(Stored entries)
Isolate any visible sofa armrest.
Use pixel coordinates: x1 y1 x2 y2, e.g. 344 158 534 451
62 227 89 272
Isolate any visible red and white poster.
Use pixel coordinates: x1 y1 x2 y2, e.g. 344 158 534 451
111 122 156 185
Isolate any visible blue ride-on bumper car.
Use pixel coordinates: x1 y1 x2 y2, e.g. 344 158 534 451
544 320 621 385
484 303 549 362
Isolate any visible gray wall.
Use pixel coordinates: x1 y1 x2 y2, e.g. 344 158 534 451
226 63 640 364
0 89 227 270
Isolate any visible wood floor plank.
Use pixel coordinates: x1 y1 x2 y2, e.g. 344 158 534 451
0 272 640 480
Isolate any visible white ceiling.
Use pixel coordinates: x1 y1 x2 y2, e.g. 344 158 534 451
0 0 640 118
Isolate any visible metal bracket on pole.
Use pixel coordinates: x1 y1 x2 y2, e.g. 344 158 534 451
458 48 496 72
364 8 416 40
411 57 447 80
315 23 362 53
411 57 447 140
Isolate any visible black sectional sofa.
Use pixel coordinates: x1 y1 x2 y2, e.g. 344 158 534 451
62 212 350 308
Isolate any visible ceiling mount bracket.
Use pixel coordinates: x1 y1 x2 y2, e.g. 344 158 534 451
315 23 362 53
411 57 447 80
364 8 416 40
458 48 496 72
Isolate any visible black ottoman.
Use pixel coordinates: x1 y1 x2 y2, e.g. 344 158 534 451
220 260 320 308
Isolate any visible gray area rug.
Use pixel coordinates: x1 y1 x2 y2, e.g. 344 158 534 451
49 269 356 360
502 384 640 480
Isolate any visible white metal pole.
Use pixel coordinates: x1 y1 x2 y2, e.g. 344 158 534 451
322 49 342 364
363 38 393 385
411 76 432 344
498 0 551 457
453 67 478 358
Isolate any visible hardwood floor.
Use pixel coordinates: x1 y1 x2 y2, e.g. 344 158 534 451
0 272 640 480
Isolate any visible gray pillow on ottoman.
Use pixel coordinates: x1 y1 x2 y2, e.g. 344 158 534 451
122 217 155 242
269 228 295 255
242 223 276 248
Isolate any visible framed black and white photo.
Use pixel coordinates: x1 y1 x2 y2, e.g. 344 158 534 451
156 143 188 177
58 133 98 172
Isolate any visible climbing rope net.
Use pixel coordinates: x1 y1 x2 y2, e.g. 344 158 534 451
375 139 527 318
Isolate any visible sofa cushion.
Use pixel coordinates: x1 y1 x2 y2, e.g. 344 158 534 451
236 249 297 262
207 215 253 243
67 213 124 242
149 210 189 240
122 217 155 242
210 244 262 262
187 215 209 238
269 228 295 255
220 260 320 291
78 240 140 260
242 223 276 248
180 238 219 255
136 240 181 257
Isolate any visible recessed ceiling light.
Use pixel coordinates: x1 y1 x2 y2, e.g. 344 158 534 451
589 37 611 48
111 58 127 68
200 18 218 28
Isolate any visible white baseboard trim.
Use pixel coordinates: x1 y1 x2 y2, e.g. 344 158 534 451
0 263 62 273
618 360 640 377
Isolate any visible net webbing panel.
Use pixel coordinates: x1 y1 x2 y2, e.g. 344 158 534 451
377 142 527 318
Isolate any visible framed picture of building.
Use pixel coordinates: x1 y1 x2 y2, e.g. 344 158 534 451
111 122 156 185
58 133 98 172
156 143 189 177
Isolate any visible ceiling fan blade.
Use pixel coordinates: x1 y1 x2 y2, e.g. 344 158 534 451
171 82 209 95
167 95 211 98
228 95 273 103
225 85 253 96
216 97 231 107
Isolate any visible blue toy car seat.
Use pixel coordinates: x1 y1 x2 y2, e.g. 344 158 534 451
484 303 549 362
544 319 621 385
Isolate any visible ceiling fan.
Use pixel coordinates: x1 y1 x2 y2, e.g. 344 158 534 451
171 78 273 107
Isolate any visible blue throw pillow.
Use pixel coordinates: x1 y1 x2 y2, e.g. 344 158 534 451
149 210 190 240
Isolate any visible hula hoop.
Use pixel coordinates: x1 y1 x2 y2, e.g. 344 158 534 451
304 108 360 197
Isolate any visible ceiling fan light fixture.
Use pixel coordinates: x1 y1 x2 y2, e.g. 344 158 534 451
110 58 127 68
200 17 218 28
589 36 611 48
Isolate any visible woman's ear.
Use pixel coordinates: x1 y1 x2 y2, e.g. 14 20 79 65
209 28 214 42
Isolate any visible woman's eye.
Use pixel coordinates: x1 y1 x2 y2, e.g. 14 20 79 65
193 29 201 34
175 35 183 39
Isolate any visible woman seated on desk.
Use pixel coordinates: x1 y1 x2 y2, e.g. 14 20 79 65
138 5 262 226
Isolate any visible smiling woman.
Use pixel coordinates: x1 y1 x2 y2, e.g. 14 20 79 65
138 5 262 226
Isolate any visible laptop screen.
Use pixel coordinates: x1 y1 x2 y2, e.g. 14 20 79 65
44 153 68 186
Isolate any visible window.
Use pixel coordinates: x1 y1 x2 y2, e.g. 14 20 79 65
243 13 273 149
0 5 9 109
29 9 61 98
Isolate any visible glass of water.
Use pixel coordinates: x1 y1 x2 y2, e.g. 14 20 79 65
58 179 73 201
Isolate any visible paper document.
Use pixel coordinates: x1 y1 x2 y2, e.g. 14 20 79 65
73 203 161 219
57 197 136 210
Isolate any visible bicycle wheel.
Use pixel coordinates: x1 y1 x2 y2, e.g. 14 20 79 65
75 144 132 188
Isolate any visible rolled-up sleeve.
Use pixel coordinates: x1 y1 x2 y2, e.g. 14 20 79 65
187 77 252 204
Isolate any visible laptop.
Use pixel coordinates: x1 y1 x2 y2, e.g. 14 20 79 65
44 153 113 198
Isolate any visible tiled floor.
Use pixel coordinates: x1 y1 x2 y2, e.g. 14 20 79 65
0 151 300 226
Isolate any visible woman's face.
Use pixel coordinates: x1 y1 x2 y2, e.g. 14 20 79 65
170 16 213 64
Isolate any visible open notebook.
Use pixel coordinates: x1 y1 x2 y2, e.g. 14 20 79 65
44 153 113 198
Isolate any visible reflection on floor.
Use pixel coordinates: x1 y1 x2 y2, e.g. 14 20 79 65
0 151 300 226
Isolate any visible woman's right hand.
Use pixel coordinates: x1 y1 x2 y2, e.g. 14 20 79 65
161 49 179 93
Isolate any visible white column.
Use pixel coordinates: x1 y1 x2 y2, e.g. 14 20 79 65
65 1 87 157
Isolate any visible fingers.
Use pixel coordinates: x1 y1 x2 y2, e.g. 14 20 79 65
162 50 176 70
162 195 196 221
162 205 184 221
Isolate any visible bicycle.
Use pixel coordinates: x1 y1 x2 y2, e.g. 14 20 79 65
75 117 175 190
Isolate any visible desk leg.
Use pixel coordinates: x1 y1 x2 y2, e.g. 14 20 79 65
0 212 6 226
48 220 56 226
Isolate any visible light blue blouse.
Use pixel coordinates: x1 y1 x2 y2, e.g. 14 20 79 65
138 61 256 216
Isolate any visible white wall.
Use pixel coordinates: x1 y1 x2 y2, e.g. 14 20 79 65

§ **GIVEN REQUEST**:
Render every line of the records above as a numbered list, leaving out any blank lines.

§ **EXERCISE RESPONSE**:
1. Isolate any visible sofa armrest.
2. Use pixel coordinates: x1 y1 x2 y2, e.g. 344 158 534 451
3. 62 227 89 272
4. Isolate any visible red and white poster.
5. Use pixel coordinates: x1 y1 x2 y2, e.g. 344 158 534 451
6. 111 122 156 185
7. Isolate any visible blue ride-on bumper car.
8. Use pixel coordinates: x1 y1 x2 y2, e.g. 344 158 534 451
9. 544 320 621 385
10. 484 303 549 362
11. Isolate any visible gray wall.
12. Use pixel coordinates: x1 y1 x2 y2, e.g. 344 158 534 451
13. 226 63 640 364
14. 0 89 227 270
15. Isolate any visible wood floor plank.
16. Use pixel coordinates: x1 y1 x2 y2, e.g. 344 158 534 451
17. 0 272 640 480
18. Isolate any visible white ceiling.
19. Use pixel coordinates: x1 y1 x2 y2, e.g. 344 158 534 451
20. 0 0 640 118
21. Isolate any visible metal bracket on pole.
22. Use pixel coordinates: x1 y1 x2 y2, e.g. 344 158 534 451
23. 458 48 496 72
24. 364 8 416 40
25. 411 57 447 80
26. 315 23 362 53
27. 411 57 447 140
28. Isolate any visible black sectional sofa.
29. Use pixel coordinates: x1 y1 x2 y2, e.g. 344 158 534 451
30. 62 212 350 308
31. Isolate any visible ceiling mount bracket.
32. Use pixel coordinates: x1 y1 x2 y2, e.g. 344 158 534 451
33. 315 23 362 53
34. 411 57 447 80
35. 364 8 416 40
36. 458 48 496 72
37. Isolate any visible black ottoman.
38. Use pixel coordinates: x1 y1 x2 y2, e.g. 344 158 534 451
39. 220 260 320 308
40. Isolate any visible gray area rug.
41. Use pixel coordinates: x1 y1 x2 y2, e.g. 344 158 534 451
42. 49 269 356 360
43. 502 384 640 480
44. Isolate any visible white metal pole.
45. Use pixel coordinates: x1 y1 x2 y2, e.g. 344 158 534 451
46. 322 49 342 364
47. 363 38 393 385
48. 411 76 432 344
49. 498 0 551 457
50. 453 67 478 358
51. Isolate any visible hardwood floor.
52. Use pixel coordinates: x1 y1 x2 y2, e.g. 344 158 534 451
53. 0 272 640 480
54. Isolate any visible gray pillow on ottoman.
55. Use pixel coordinates: x1 y1 x2 y2, e.g. 344 158 534 451
56. 122 217 155 242
57. 269 228 295 255
58. 242 223 276 248
59. Isolate any visible framed black and white photo.
60. Use pixel coordinates: x1 y1 x2 y2, e.g. 344 158 534 451
61. 156 143 188 177
62. 58 133 98 172
63. Isolate any visible climbing rope net.
64. Use pixel coordinates: x1 y1 x2 y2, e.g. 344 158 534 451
65. 375 139 527 318
66. Isolate any visible sofa cushion.
67. Use pixel coordinates: x1 y1 x2 y2, e.g. 344 158 534 451
68. 236 249 297 262
69. 207 215 253 243
70. 67 213 124 242
71. 149 210 189 240
72. 122 217 155 242
73. 210 244 262 262
74. 187 215 209 238
75. 269 228 295 255
76. 220 260 320 291
77. 78 240 140 260
78. 242 223 276 248
79. 180 238 219 255
80. 136 240 181 257
81. Isolate any visible recessed ceiling light.
82. Use pixel coordinates: x1 y1 x2 y2, e.g. 344 158 534 451
83. 589 37 611 48
84. 111 58 127 68
85. 200 18 218 28
86. Isolate any visible white baseboard trim.
87. Use pixel coordinates: x1 y1 x2 y2, e.g. 344 158 534 451
88. 0 263 62 273
89. 618 360 640 377
90. Isolate any visible net webbing panel.
91. Use pixel coordinates: x1 y1 x2 y2, e.g. 344 158 534 451
92. 377 142 527 318
93. Isolate any visible framed picture of building.
94. Use pixel coordinates: x1 y1 x2 y2, e.g. 344 158 534 451
95. 111 122 156 185
96. 58 133 98 172
97. 156 143 189 177
98. Isolate any visible ceiling fan blade.
99. Use pixel coordinates: x1 y1 x2 y2, e.g. 344 158 534 451
100. 171 82 209 95
101. 167 95 211 98
102. 228 95 273 103
103. 225 85 253 96
104. 216 97 231 107
105. Isolate any visible blue toy car seat.
106. Use pixel coordinates: x1 y1 x2 y2, e.g. 344 158 534 451
107. 484 303 549 362
108. 544 319 621 385
109. Isolate any visible ceiling fan.
110. Use pixel coordinates: x1 y1 x2 y2, e.g. 344 158 534 451
111. 171 78 273 107
112. Isolate any visible blue throw pillow.
113. Use pixel coordinates: x1 y1 x2 y2, e.g. 344 158 534 451
114. 149 210 190 240
115. Isolate any visible hula hoop.
116. Use pixel coordinates: x1 y1 x2 y2, e.g. 344 158 534 451
117. 304 108 360 197
118. Isolate any visible ceiling fan light fixture.
119. Use pixel coordinates: x1 y1 x2 y2, e.g. 344 158 534 451
120. 110 58 127 68
121. 200 17 218 28
122. 589 36 611 48
123. Isolate any visible woman's ear.
124. Use pixel coordinates: x1 y1 x2 y2, e.g. 14 20 79 65
125. 209 28 214 42
126. Isolate any visible woman's eye.
127. Use pixel coordinates: x1 y1 x2 y2, e.g. 14 20 79 65
128. 193 29 201 34
129. 175 35 183 39
130. Isolate any visible woman seated on desk.
131. Use pixel coordinates: x1 y1 x2 y2, e.g. 14 20 79 65
132. 138 5 262 226
133. Isolate any visible smiling woman.
134. Use pixel coordinates: x1 y1 x2 y2, e.g. 14 20 79 65
135. 138 5 262 226
136. Isolate any visible laptop screen.
137. Use pixel coordinates: x1 y1 x2 y2, e.g. 14 20 79 65
138. 44 153 68 186
139. Isolate any visible window.
140. Use pixel coordinates: x1 y1 x2 y2, e.g. 14 20 79 65
141. 243 13 273 149
142. 0 5 9 109
143. 29 9 61 98
144. Isolate any visible glass of water.
145. Use pixel coordinates: x1 y1 x2 y2, e.g. 14 20 79 65
146. 58 179 73 201
147. Isolate any visible paper document.
148. Use pixel coordinates: x1 y1 x2 y2, e.g. 14 20 79 65
149. 73 203 161 219
150. 57 197 136 210
151. Isolate any visible bicycle wheel.
152. Use pixel coordinates: x1 y1 x2 y2, e.g. 14 20 79 65
153. 75 144 132 188
154. Isolate any visible rolled-up sleeve.
155. Use pixel coordinates: x1 y1 x2 y2, e.g. 14 20 79 65
156. 187 77 252 204
157. Isolate any visible laptop.
158. Use pixel coordinates: x1 y1 x2 y2, e.g. 14 20 79 65
159. 44 153 113 198
160. Isolate any visible tiled floor.
161. Use pixel coordinates: x1 y1 x2 y2, e.g. 14 20 79 65
162. 0 151 300 226
163. Isolate any visible woman's face.
164. Use pixel coordinates: x1 y1 x2 y2, e.g. 14 20 79 65
165. 170 16 213 64
166. Isolate any visible open notebook.
167. Use pixel coordinates: x1 y1 x2 y2, e.g. 14 20 79 65
168. 44 153 113 198
169. Isolate any visible reflection on floor.
170. Use pixel coordinates: x1 y1 x2 y2, e.g. 14 20 79 65
171. 0 151 300 226
172. Isolate any visible woman's right hand.
173. Use pixel coordinates: x1 y1 x2 y2, e.g. 14 20 79 65
174. 161 49 179 93
175. Isolate any visible white column.
176. Use pixel coordinates: x1 y1 x2 y2, e.g. 14 20 79 65
177. 65 1 87 157
178. Isolate any visible fingers.
179. Use pixel coordinates: x1 y1 x2 y2, e.g. 14 20 79 65
180. 162 50 176 70
181. 162 195 196 221
182. 162 205 184 221
183. Isolate any visible bicycle.
184. Use pixel coordinates: x1 y1 x2 y2, e.g. 14 20 79 65
185. 75 117 175 190
186. Isolate any visible desk leg.
187. Use pixel coordinates: x1 y1 x2 y2, e.g. 14 20 79 65
188. 0 212 6 226
189. 48 220 56 226
190. Isolate any visible light blue blouse.
191. Use pixel coordinates: x1 y1 x2 y2, e.g. 14 20 79 65
192. 138 61 256 216
193. Isolate any visible white wall.
194. Use pixel coordinates: x1 y1 x2 y2, e.g. 14 20 79 65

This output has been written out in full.